● **INSTRUCTIONS FOR THE TASK**
Identify and pull out each line of the entries in which "target" occurs.

===== RECORDED INFORMATION

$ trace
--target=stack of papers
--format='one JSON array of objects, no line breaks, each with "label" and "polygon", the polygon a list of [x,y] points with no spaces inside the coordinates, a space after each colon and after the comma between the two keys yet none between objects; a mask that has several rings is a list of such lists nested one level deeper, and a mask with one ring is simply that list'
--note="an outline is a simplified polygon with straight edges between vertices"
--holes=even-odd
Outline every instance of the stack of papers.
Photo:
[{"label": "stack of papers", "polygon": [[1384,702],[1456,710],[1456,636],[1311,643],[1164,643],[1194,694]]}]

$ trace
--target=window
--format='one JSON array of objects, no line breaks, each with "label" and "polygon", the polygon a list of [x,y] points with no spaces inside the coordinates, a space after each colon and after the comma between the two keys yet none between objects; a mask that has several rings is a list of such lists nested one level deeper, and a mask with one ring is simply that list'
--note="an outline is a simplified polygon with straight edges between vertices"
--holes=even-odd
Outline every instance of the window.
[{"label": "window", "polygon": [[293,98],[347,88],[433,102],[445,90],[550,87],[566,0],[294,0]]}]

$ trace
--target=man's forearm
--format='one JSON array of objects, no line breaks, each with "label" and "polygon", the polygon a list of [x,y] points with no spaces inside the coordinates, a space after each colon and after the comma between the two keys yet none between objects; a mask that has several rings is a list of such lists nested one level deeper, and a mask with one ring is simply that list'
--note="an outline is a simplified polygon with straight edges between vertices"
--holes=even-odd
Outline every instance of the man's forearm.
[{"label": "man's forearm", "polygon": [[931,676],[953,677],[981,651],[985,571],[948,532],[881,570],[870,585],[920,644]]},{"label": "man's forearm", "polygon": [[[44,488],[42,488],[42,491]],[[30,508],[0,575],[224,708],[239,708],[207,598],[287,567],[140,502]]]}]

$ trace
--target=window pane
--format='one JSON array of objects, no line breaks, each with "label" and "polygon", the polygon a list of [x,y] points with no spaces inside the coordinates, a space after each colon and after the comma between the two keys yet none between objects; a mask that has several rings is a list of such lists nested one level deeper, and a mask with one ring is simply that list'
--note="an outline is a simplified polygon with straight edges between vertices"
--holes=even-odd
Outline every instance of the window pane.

==========

● **SOLUTION TO THE PROBLEM**
--target=stack of papers
--target=window
--target=man's forearm
--target=window pane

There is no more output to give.